■ ПИСЬМЕННОЕ ЗАДАНИЕ 1 ■
Кратко перескажите отрывок в двух предложениях.

────────────────

Псковщина. Единственная жительница
Летом моя одноклассница Рита пригласила меня погостить на Псковщину, где я познакомилась с соседкой Людмилой Вячеславовной, Люськой, — так она представилась. Люська — человек доброжелательный, открытый и гостеприимный. Подружились мы мгновенно, с первого взгляда.
Люська — единственный житель деревни Толоковниково, из даров цивилизации у Люськи — сотовый телефон, иногда — электричество. До ближайшего обитаемого поселка 5 километров. «Дороги, как зарплаты, как футбол и кино, — говно!» — цитирует Люська репризу КВН.
Дочь и внук по очереди приезжают из Новгорода. Люська им помогает — свежие фрукты и овощи летом, картошка с соленьями зимой. С весны до осени заезжают соседи: Юля с мужем и Рита с сыном. С Юлей Люська не разговаривает, а с Ритой дружит. Летом чего не жить — автолавка по пятницам, баня по субботам. Вода в ручье мутная только после дождя, не то что по весне в половодье. Рита возит Люську в церковь, 10 километров в свои 70 лет Люське трудно преодолеть пешком.
По дому, в бане, в огороде Люська всё делает сама ‑ и дров наколет, и крышу подремонтирует. Без прыти, «чтоб не окорытиться» (не упасть). Огород каждую весну приезжают пахать на тракторе из соседней деревни. А до магазина в распутицу не пройдёшь. Зимой редко, но заскакивают на машине: «Как ты, тёть Люсь?» — Люська уже знает, что к ней приедут, привезут заказанное по телефону в магазине. Заказ рублей на 300 — молоко да сахар, хлеб, соль, спички. Коньяка грамм 200, Люська — человек общительный и под разговор или в праздник принимает.

────────────────

■ ПИСЬМЕННОЕ ЗАДАНИЕ 2 ■
Подсчитайте, в скольких строках ниже встречается слово «zipper», учитывая регистр; в ответе укажите только число.

────────────────

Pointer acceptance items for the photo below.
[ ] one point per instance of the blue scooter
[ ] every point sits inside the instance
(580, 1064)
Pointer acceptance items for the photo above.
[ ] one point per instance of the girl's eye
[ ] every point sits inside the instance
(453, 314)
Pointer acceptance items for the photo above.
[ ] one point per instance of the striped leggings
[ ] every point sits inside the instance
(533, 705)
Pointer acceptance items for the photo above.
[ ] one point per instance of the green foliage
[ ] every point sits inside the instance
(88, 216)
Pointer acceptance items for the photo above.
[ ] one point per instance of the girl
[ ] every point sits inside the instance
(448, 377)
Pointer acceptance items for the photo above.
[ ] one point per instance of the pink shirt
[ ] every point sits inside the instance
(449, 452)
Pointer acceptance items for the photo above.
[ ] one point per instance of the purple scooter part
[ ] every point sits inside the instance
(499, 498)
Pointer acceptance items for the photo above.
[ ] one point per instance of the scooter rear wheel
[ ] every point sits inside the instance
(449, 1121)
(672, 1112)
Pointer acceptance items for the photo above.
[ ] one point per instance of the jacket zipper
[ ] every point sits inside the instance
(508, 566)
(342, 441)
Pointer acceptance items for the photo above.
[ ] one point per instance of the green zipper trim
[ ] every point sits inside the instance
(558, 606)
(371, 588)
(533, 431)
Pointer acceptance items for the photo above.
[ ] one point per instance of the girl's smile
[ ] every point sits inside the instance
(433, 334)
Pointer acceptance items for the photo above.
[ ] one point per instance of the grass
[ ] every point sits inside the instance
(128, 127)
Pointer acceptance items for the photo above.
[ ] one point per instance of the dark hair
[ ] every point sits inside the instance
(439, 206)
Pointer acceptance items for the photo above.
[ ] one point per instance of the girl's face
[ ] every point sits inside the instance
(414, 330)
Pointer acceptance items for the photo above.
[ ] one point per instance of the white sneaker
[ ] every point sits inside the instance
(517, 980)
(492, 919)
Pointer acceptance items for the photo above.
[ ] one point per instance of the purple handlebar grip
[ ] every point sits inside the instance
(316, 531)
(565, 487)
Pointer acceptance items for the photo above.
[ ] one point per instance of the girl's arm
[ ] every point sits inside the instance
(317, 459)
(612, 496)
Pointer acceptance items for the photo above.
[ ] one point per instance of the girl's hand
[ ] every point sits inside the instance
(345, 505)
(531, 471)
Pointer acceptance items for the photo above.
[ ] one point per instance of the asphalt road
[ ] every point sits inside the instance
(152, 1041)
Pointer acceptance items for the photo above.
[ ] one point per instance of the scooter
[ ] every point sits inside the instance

────────────────

■ ПОЛНЫЙ ОТВЕТ 1 ■
Людмила Вячеславовна, которая называет себя Люськой, единственная жительница деревни Толоковниково на Псковщине: до ближайшего обитаемого посёлка 5 километров, а из благ цивилизации у неё лишь сотовый телефон и иногда электричество. Всю работу по дому, в бане и в огороде она делает сама, а зимой ей на машине привозят продукты, заказанные в магазине по телефону.

■ ПОЛНЫЙ ОТВЕТ 2 ■
2